---------- Record list
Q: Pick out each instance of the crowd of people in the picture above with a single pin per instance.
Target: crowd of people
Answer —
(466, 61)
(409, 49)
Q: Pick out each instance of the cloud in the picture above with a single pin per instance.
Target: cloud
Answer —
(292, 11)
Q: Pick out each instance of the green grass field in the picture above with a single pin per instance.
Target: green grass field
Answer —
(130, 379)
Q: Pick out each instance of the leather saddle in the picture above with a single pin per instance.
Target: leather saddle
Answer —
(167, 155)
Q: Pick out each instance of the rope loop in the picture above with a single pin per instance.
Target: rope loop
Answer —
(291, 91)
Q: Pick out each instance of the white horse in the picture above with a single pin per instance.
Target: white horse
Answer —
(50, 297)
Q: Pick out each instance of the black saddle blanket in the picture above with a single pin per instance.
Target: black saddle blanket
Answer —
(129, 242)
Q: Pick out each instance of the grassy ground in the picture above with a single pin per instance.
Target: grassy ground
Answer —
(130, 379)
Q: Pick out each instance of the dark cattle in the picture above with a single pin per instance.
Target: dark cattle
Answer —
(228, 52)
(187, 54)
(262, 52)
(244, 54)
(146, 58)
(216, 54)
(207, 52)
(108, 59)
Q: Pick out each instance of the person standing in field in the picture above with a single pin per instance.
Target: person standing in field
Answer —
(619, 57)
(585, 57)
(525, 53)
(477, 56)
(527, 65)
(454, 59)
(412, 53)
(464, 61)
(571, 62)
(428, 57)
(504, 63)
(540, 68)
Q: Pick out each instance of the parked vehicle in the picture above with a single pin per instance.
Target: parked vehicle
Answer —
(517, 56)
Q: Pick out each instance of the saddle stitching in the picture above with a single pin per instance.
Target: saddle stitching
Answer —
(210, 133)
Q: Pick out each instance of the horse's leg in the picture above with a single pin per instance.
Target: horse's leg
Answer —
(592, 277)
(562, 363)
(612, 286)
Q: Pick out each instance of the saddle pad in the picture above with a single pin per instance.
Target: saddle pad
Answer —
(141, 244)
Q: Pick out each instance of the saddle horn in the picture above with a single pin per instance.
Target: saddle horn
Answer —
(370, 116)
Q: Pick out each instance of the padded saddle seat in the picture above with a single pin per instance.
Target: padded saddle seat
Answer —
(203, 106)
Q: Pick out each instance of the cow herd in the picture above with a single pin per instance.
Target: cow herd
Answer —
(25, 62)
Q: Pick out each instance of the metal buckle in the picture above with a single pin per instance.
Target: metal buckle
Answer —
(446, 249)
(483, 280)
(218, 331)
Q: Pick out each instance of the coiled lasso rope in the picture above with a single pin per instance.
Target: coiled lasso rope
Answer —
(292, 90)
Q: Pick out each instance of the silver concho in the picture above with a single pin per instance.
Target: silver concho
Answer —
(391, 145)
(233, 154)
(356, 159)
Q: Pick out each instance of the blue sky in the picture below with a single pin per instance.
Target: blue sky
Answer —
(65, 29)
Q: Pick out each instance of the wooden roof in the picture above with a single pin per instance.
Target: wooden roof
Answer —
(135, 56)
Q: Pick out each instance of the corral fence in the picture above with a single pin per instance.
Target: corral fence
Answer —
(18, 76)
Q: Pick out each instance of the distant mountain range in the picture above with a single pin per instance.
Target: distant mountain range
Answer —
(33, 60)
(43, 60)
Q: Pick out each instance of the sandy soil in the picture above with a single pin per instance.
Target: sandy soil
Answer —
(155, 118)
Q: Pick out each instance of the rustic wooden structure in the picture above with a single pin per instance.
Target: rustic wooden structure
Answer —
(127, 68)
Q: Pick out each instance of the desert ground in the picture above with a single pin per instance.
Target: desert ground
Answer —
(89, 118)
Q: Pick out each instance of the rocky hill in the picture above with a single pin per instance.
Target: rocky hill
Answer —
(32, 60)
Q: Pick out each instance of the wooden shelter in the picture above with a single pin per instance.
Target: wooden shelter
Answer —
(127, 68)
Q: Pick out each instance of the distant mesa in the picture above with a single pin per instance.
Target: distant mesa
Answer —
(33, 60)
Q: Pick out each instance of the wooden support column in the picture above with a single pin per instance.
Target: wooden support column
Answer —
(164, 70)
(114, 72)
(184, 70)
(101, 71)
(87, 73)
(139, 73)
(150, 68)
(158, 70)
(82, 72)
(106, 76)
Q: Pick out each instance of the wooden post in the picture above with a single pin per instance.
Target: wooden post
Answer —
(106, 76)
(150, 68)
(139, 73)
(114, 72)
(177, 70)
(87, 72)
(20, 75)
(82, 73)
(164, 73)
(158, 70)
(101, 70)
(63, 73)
--------------------
- **What the exercise asks**:
Emit verbatim the lines running from the one with "Q: Pick out each instance of the wooden roof" through the last line of the data, both endpoints inclusive.

- **Written response**:
Q: Pick out each instance of the wooden roof in the picture above with a single pin per instance.
Target: wooden roof
Answer —
(135, 56)
Q: Pick out each instance of the corral fence in the picture above with a single pin per instance.
Target: corral fence
Answer —
(18, 76)
Q: Pick out each instance of the distant mountain range in the picture above with a single pin per instance.
Target: distant mountain range
Answer —
(33, 60)
(43, 60)
Q: Pick out each instance of the sandy soil in the picture above with a single pin per instance.
Target: sandy soil
Answer —
(155, 118)
Q: Pick out each instance of the rustic wooden structure in the picture above with a single pin per instance.
Target: rustic wooden structure
Answer —
(127, 68)
Q: Pick out each instance of the desert ground in the picture above with a single pin per instance.
Target: desert ground
Answer —
(89, 118)
Q: Pick out each instance of the rocky hill in the picture above with a single pin per instance.
Target: rocky hill
Answer —
(32, 60)
Q: Pick out each instance of the wooden shelter in the picture above with a single pin per instance.
Target: wooden shelter
Answer —
(127, 68)
Q: Pick out each instance of the distant mesa in the picture above with a single pin per instance.
Target: distant mesa
Answer —
(33, 60)
Q: Pick out each instance of the wooden support column in the picture above with a single pin per instance.
Target: wooden support column
Answer —
(164, 70)
(114, 72)
(184, 70)
(101, 71)
(87, 73)
(139, 73)
(150, 68)
(158, 70)
(82, 72)
(106, 76)
Q: Pick out each instance of the wooden post in the picture above with a single pin per instance.
Target: wooden post
Answer —
(106, 76)
(150, 68)
(139, 73)
(114, 72)
(177, 70)
(87, 72)
(20, 75)
(82, 73)
(164, 73)
(158, 70)
(101, 70)
(63, 73)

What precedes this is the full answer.